» ACTIVITIES:
[A] In the post about the pork roast and the H1N1 flu, why were only some of the writer's staff vaccinated this week? Answer in one or two sentences.
[B] Shorten the paragraph of the pork roast and H1N1 flu post that begins with the words The other "pork", keeping its main facts.
[C] Continue the post about the pork roast and the H1N1 flu, picking up right after its last sentence.

» TEXT PROVIDED:
Start of Block
Tuesday night's pork roast turned out fabulous; I was a little worried, when I put the recipe in the slow cooker that morning. It was an apricot glazed pork loin, (which sounded yummy to me)and called for a whole onion, a jar of apricot jam, two tablespoons of dijon mustard and a can of chicken broth. Once the mixture was in the slow cooker, it smelled overwhelmingly of the onions and dijon mustard, and I was very worried that it would be way too oniony (like my chicken casserole of a couple weeks ago). But after 8+ hours of cooking, I came home to a sweet-but-tangy smelling sauce and a tender, juicy pork roast. Threw a little cornstarch in the sauce to thicken it, and we had a main course that was to die for! The only downside is that I'm sure it was not Weight Watchers' low cal guidelines; but we didn't have any potatoes or bread that night, just a healthy helping of steamed green beans to go with the pork, so hopefully that did help somewhat!
The other "pork" that's been NOT so fabulous this week is that dang H1N1, or swine, flu. Working in a health system (in a building that is connected to our hospital) we are on the front line for all the CDC breaking decisions, updates, etc. Our county health department is receiving small shipments of the vaccine in weekly, and hospital staff are one of the first phases to be vaccinated. Since we see infants in our office, we were in phase two this week. With the shortage, there wasn't enough vaccine for all of my staff to be vaccinated yet, just the ones that have the most contact with patients. I've heard so much discussion of the H1N1 and the vaccine - the discussion in my hair salon last week was predominantly that they would NOT be getting the vaccine, because who knows if it is safe, it hasn't been tested enough, etc.
End of Block
» PROVIDED MATERIAL:
Start of Block
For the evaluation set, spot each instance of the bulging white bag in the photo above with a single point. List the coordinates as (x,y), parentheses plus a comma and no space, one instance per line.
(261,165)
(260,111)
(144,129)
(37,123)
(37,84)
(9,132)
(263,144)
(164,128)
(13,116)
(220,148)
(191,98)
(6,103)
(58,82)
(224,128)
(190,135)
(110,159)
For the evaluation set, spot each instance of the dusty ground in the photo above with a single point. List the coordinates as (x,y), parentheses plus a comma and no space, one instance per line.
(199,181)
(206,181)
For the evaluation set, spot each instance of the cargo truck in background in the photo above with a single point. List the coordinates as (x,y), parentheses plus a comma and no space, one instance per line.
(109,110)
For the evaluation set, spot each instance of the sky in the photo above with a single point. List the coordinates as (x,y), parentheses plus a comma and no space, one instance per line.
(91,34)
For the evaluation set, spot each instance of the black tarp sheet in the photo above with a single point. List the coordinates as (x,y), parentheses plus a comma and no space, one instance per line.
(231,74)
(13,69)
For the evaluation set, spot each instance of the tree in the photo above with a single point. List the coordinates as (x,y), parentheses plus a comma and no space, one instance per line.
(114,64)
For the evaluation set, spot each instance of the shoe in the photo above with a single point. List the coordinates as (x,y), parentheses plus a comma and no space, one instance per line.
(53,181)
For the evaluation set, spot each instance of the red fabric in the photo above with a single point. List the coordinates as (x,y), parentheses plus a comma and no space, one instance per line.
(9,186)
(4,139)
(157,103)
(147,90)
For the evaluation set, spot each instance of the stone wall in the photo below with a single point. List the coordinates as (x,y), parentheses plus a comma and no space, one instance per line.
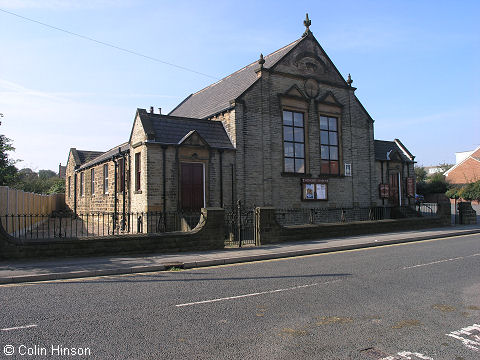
(208,234)
(269,231)
(467,215)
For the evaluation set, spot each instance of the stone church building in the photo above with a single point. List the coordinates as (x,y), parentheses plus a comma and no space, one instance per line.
(284,131)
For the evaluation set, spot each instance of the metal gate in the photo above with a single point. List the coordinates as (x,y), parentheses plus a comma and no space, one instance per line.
(240,226)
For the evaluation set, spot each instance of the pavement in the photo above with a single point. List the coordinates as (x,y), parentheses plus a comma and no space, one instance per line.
(71,268)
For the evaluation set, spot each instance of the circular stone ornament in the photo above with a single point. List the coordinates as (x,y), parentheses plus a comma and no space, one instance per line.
(311,88)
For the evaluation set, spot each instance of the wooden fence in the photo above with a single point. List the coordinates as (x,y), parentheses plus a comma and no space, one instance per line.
(17,203)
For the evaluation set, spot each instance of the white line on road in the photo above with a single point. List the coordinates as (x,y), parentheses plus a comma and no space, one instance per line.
(256,294)
(440,261)
(19,327)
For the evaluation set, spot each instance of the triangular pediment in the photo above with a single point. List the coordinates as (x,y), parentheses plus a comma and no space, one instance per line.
(294,91)
(193,138)
(309,59)
(394,155)
(329,99)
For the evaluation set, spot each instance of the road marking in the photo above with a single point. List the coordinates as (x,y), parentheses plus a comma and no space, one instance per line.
(408,355)
(257,293)
(88,278)
(440,261)
(19,327)
(470,336)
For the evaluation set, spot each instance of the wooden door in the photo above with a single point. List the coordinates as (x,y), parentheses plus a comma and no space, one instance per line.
(192,186)
(394,189)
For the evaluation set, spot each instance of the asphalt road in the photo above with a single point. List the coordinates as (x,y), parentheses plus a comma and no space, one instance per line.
(412,301)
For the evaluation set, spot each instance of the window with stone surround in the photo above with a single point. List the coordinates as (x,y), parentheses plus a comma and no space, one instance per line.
(105,178)
(92,181)
(329,151)
(293,142)
(82,179)
(138,171)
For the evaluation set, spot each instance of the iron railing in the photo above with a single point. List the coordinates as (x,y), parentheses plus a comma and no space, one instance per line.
(300,216)
(97,224)
(239,226)
(427,209)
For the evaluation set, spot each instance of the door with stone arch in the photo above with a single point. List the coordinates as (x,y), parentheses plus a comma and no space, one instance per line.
(192,186)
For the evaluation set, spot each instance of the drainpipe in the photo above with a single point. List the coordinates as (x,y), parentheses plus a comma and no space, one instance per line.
(399,189)
(124,190)
(221,177)
(233,186)
(164,187)
(75,193)
(381,171)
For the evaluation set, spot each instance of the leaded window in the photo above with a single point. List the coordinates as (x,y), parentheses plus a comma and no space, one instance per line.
(293,142)
(329,151)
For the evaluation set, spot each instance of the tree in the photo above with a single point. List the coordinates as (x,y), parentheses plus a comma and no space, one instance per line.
(8,171)
(445,167)
(471,191)
(454,192)
(43,182)
(420,174)
(437,183)
(58,186)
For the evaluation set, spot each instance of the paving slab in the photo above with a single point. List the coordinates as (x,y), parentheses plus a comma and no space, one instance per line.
(71,268)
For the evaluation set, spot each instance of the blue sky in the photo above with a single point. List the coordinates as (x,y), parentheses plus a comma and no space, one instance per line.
(416,65)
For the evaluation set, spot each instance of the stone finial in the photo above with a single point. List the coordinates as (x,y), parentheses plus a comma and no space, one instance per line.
(261,61)
(349,80)
(307,22)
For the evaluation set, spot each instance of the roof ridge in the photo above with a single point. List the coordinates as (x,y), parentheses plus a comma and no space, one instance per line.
(159,116)
(243,68)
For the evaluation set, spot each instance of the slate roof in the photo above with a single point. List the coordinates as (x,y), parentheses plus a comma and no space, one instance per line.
(170,130)
(382,148)
(105,156)
(217,97)
(86,155)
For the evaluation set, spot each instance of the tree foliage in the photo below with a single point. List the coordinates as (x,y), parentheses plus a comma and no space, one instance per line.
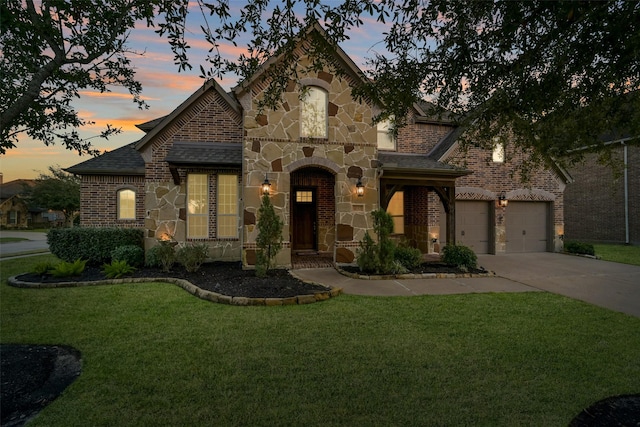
(58,191)
(50,50)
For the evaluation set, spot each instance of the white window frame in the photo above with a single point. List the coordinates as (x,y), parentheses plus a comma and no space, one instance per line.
(397,201)
(314,113)
(197,206)
(125,210)
(386,138)
(227,209)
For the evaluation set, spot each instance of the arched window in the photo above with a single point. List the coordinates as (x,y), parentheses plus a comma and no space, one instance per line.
(126,204)
(314,118)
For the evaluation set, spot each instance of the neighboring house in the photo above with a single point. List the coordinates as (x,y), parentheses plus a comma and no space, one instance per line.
(14,211)
(198,173)
(603,203)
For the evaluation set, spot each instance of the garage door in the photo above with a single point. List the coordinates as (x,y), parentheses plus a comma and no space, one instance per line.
(527,226)
(472,225)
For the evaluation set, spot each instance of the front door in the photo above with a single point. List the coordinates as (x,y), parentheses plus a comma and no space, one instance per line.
(304,219)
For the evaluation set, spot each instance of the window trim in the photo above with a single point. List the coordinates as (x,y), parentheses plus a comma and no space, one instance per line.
(308,90)
(119,204)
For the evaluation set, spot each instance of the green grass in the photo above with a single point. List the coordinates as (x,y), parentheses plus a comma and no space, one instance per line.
(625,254)
(11,239)
(153,354)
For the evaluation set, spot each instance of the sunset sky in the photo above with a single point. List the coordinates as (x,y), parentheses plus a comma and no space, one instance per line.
(163,90)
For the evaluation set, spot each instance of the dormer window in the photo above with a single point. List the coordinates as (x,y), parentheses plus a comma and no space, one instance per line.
(314,119)
(386,138)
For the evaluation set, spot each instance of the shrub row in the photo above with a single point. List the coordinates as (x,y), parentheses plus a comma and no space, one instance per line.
(95,245)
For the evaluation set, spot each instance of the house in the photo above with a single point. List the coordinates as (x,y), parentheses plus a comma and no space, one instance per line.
(198,174)
(603,203)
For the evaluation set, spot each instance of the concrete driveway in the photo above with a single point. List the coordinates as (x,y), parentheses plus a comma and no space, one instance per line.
(606,284)
(37,242)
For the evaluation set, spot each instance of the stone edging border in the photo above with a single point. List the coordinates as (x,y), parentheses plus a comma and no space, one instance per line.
(414,276)
(192,289)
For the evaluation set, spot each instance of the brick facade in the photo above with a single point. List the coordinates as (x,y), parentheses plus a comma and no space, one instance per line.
(595,201)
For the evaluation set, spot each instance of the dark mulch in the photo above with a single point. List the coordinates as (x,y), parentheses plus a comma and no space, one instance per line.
(428,267)
(226,278)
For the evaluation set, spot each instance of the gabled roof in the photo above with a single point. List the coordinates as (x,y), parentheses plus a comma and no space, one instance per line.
(121,161)
(342,57)
(164,121)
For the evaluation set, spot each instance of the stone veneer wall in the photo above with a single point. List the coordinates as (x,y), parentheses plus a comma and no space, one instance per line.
(489,179)
(99,200)
(273,146)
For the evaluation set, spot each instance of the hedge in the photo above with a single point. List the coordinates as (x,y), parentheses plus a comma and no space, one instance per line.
(91,244)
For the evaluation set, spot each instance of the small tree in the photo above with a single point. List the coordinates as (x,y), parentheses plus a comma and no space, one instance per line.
(269,239)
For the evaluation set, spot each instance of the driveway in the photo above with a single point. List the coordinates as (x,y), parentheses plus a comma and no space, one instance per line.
(37,242)
(606,284)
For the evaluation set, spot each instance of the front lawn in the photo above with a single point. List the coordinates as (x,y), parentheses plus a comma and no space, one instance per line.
(152,354)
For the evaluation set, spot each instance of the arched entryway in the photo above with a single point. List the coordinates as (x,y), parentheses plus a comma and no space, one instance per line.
(312,211)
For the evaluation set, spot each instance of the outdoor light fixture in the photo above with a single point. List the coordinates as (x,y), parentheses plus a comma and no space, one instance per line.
(266,186)
(359,188)
(502,200)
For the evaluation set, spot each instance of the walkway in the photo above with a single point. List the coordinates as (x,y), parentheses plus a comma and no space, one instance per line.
(606,284)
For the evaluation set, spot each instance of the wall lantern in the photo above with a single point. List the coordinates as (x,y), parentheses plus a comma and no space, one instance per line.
(502,200)
(266,186)
(359,188)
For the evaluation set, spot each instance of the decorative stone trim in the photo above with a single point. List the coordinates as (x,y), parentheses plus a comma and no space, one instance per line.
(414,276)
(192,289)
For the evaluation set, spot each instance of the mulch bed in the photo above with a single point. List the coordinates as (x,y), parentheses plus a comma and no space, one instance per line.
(226,278)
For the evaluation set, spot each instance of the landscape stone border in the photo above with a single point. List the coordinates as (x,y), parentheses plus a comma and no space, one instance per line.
(192,289)
(414,276)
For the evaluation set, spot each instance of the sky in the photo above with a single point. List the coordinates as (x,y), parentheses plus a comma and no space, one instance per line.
(164,88)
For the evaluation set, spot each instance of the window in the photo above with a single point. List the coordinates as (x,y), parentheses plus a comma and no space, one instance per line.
(126,204)
(197,206)
(314,119)
(386,139)
(396,210)
(227,212)
(498,152)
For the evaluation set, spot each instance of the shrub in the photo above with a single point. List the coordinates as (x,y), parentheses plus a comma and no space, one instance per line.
(409,257)
(269,240)
(132,254)
(117,269)
(579,248)
(367,259)
(43,268)
(69,269)
(92,244)
(162,255)
(192,256)
(459,255)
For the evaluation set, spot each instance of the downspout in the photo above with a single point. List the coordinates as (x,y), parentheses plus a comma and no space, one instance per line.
(626,195)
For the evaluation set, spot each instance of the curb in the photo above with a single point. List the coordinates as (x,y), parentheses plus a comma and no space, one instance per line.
(192,289)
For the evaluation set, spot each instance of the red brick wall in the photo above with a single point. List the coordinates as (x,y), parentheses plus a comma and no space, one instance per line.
(99,200)
(595,200)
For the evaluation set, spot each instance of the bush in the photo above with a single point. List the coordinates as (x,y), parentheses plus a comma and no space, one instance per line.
(192,256)
(409,257)
(69,269)
(132,254)
(579,248)
(459,255)
(91,244)
(44,268)
(162,255)
(117,269)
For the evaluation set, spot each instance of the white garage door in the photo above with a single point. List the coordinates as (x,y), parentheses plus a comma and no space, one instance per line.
(527,226)
(472,225)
End of Block
» RESPONSES PER TASK:
[A] There was a shortage of vaccine, so there wasn't enough for the whole staff yet. Only the staff members who have the most contact with patients were vaccinated.

[B] The H1N1, or swine, flu has made for a rough week. Because the writer works in a health system in a building connected to the hospital, the office is on the front line for CDC decisions and updates. The county health department gets small weekly shipments of vaccine, and hospital staff are among the first to be vaccinated. Because the office sees infants, it was in phase two this week, but the shortage meant only the staff with the most patient contact could be vaccinated. There has been a lot of talk about the flu and the vaccine. At the writer's hair salon last week, most people said they would not get it because they doubted its safety and felt it hadn't been tested enough.

[C]
I shared my thoughts on the subject with them, and suggested that they might check out the Greene County and the CDC website. This flu vaccine is made very similarly to every other year's seasonal flu vaccine, and the risks and outcomes of contracting the H1N1 flu (particularly for children/teens and immuno-compromised) FAR outweigh the possible and minute risks of the vaccine. I've taken the seasonal flu vaccine for the last several years, although I've never been one of those who has sworn by it. The reality is, the CDC looks at the multiple strain possibilities each year and then gives an educated guess at which one will be the most common. Sometimes they get it right, sometimes they don't.
But the secondary illnesses (in particular, pneumonia) that can follow the H1N1 virus are affecting children and teens, which is something that rarely happens with the seasonal flu virus. So, as soon as I can get the vaccine for Jace, the better. Chances are that he won't get terribly sick if he does get the H1N1 virus, but I'd rather get him the vaccine for added protection against getting it at all. What are your thoughts? Lemme hear your thoughts on what you've decided and why.
Today was our 17th annual Pink Ribbon Rally at the local mall, and it was a great event, with several breast cancer survivors telling their story and some great entertainment by a local musician. Tonight we're heading to friends Carl and Pam's for dinner; it will be a Cajun feast, with several other couples. Paige is in town and hanging out with us this afternoon, and Neil/Jace are looking forward to a parent-free evening of movies and pizza!